STATED GOAL>
Format the rows below as a two-column CSV headed text and boxes. Give one line for each passage of text and the answers that follow it, with the text in one quoted field, its answers in the other, line breaks turned into spaces, and the pictures left out.

EXCERPTED RECORDS>
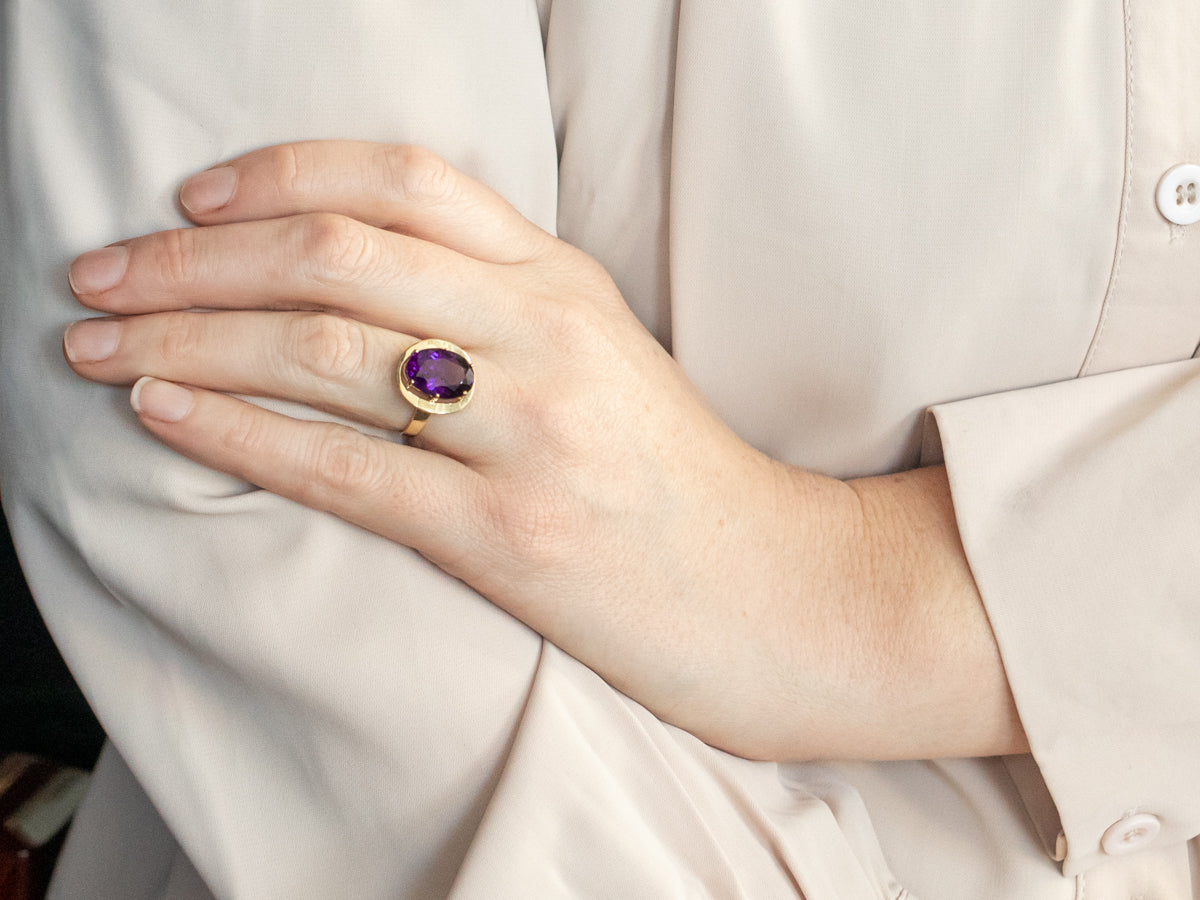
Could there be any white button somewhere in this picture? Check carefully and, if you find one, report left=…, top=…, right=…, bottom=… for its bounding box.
left=1100, top=812, right=1163, bottom=857
left=1154, top=162, right=1200, bottom=224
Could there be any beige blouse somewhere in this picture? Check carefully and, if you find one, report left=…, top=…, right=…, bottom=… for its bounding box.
left=0, top=0, right=1200, bottom=900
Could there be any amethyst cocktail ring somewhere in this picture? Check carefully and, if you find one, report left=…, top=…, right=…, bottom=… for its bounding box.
left=396, top=340, right=475, bottom=437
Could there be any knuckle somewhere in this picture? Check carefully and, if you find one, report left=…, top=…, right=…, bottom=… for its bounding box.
left=265, top=143, right=316, bottom=200
left=220, top=403, right=269, bottom=460
left=384, top=145, right=458, bottom=204
left=158, top=228, right=200, bottom=283
left=311, top=426, right=388, bottom=497
left=288, top=313, right=368, bottom=385
left=158, top=312, right=206, bottom=362
left=300, top=212, right=379, bottom=284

FINISHED TASK>
text,boxes
"Could there be any white button somewhere in this picture? Check carefully and, if you find one, report left=…, top=…, right=…, bottom=… for its bounding box.","left=1100, top=812, right=1163, bottom=857 left=1154, top=162, right=1200, bottom=224"
"Could there be any beige blouse somewhere in this picture? Check carefully and, if you find one, report left=…, top=…, right=…, bottom=… for its bounding box.","left=0, top=0, right=1200, bottom=900"
"Could there be any amethyst cocktail ring somewhere in this picture? Check carefully and, if you find one, report left=…, top=…, right=…, bottom=… for its bounding box.","left=396, top=340, right=475, bottom=437"
"Could there be any knuckle somewhere in this picture? Check carefully and, if you find one, report left=…, top=…, right=…, bottom=… for its bounding box.","left=265, top=143, right=316, bottom=200 left=220, top=403, right=269, bottom=460 left=384, top=145, right=458, bottom=204 left=158, top=228, right=200, bottom=283 left=311, top=426, right=388, bottom=497 left=288, top=313, right=368, bottom=385 left=158, top=312, right=206, bottom=362 left=300, top=212, right=379, bottom=284"